What you will do:
- a) Answer these questions using the blog excerpt on Great Western Trust treasures:
(i) On what date did Field Marshal Viscount Montgomery visit Jersey?
(ii) Which locomotive appears on the cover of the June 1952 Meccano Magazine?
(iii) Which organization donated the item to the Great Western Trust?
- b) Write the next part of the blog excerpt on Great Western Trust treasures, starting after the heading "Train Spotting!"

Article:
■ ■ ■

Also of interest are the dance halls, cinemas and sports stadium recently brought back into use.. Amongst the “coming events” are the Jersey International Road Motor Race on 8th May which featured the World’s leading drivers together with bands, a torchlight tattoo and fireworks. Later in the month on the 24th, Field Marshal Viscount Montgomery honoured the island with a visit on Empire Day.

Reg Parnell's Maserati being refuelled during the 1947 Jersey International Road Motor Race. Photo by Bert Hardy of Picture Post

All this, barely two years after VE day and the end of occupation by German forces, says much for the courage and resilience of the citizens of Jersey and indeed Channel Islanders generally. Notwithstanding the advent of cheap post-war holidays in southern Europe, Jersey still remains a magnet for British holidaymakers.

Reg Parnell, victor of the 1947 Jersey International Road Motor Race featured on the cover of Picture Post

With thanks to the Isle of Wight Steam Railway for the recent donation of this item to the Great Western Trust.


TUESDAY 15 OCTOBER

Train Spotting - 2

Our Tuesday Treasure Blog last week on this subject was well received and given that, as we mentioned, the Meccano Magazine regularly covered such subjects in its editions, we thought that this story needed an immediate follow up from our Great Western Trust collection.

So today we illustrate the cover of the edition published one year earlier in June 1952 showing the Britannia class loco No 70017 Arrow heading the BRWR Merchant Venturer express. This edition further demonstrated the importance the editors gave to such material as it contained a very detailed article by no less than O S Nock, regarding his timed footplate journey on the express and his observations of its running and the work of its footplate crew.

Oh, and we had to add the illustration of the magazine’s back cover advert for the wonderful, working, tower mounted crane! This design was pretty much derived from those then operating at dockside quays. Quite where that boy’s mother found a suitable place in her home for it, we are only left to wonder!

Britannia class No 70026 Polar Star hauls the Red Dragon, another Western Region named train, into Paddington station at the end of its journey from Wales on Wednesday 3 March 1954. Photograph by Phil Kelley


TUESDAY 8 OCTOBER

Train Spotting!

■ ■ ■

Point-based annotation data
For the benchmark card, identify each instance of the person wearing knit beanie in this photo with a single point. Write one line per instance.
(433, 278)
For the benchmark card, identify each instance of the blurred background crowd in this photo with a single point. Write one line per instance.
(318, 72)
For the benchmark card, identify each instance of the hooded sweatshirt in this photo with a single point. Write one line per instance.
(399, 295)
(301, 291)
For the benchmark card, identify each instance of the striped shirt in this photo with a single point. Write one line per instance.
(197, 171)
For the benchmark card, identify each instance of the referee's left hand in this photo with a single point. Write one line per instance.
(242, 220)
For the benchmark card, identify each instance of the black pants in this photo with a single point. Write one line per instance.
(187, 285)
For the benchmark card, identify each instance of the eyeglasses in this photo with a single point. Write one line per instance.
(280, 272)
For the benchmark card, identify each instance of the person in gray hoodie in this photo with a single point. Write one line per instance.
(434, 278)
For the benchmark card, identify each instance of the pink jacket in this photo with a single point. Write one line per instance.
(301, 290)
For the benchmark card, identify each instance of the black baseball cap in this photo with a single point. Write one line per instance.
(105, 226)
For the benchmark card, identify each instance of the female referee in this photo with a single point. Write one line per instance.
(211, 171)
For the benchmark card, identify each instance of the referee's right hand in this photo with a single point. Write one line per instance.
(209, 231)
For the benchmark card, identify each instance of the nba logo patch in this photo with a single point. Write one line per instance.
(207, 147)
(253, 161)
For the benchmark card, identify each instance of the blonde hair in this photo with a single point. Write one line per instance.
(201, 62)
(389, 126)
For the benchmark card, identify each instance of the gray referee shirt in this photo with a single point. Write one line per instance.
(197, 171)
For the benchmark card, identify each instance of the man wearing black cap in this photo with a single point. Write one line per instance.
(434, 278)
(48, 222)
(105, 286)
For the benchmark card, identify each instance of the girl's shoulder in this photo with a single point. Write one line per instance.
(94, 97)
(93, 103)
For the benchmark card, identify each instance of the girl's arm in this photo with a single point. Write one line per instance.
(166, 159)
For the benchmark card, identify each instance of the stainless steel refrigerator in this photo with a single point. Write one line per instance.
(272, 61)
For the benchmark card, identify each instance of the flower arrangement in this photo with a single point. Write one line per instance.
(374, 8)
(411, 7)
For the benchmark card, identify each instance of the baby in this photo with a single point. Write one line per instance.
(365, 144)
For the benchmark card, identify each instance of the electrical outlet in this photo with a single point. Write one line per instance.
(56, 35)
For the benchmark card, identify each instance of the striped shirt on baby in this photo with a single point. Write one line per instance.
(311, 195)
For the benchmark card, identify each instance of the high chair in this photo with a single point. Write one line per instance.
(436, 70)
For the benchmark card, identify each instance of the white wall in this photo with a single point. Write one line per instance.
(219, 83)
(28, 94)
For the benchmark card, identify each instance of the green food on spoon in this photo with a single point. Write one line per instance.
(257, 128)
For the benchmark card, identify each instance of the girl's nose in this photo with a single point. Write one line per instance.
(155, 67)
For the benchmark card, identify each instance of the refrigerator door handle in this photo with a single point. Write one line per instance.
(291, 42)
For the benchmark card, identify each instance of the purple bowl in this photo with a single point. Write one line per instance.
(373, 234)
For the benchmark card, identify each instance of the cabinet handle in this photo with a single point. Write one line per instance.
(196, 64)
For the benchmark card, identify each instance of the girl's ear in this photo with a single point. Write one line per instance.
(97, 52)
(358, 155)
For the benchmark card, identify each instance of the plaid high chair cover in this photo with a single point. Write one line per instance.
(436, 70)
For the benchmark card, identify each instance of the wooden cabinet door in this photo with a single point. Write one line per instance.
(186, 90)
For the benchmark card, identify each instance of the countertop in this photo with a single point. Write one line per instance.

■ ■ ■

Solved problems:
- a)
(i) The 24th of May, Empire Day.
(ii) Britannia class loco No 70017 Arrow.
(iii) The Isle of Wight Steam Railway.

- b)
For those of us of a certain age, alongside stamp collecting a boyhood (yes mostly boys but a few girls too!) hobby was train spotting, or more accurately, locomotive number spotting. The Great Western Trust has a popular display in our Museum all about this subject and many of our visitors reflect on their times spent at stations and other railway locations or even on trains, annoying their parents with a complete fascination in the railway scene of old.

The very popular and long running publication, the Meccano Magazine, ensured that each monthly edition had some content devoted to railway matters, and occasionally, their coloured covers had attractive paintings of railway subjects, most almost certainly artist’s copies of standard monochrome photographs.

Our blog today illustrates just one such cover from our Great Western Trust collection, from October 1953, no less than 71 years ago! We chose it for its perfect recording of a scene so often repeated at major stations where young enthusiastic trainspotters would crowd beside the footplate of an express steam loco in the rare hope of being invited onto the footplate! In this scene however it is pretty clear that the fireman, who has for whatever reason left the locomotive, is now prevented from returning to it because his way is blocked by those same boys!

For us ex trainspotters, the fact that the locomotive is at Crewe on the London Midland Main Line is hardly to be criticised for a GWR and BRWR focused Trust, given that usefully the caption states she is BR Britannia class No 70015 Apollo which served for many years afterwards on the expresses on the BR Western Region, most successfully those between South Wales and London.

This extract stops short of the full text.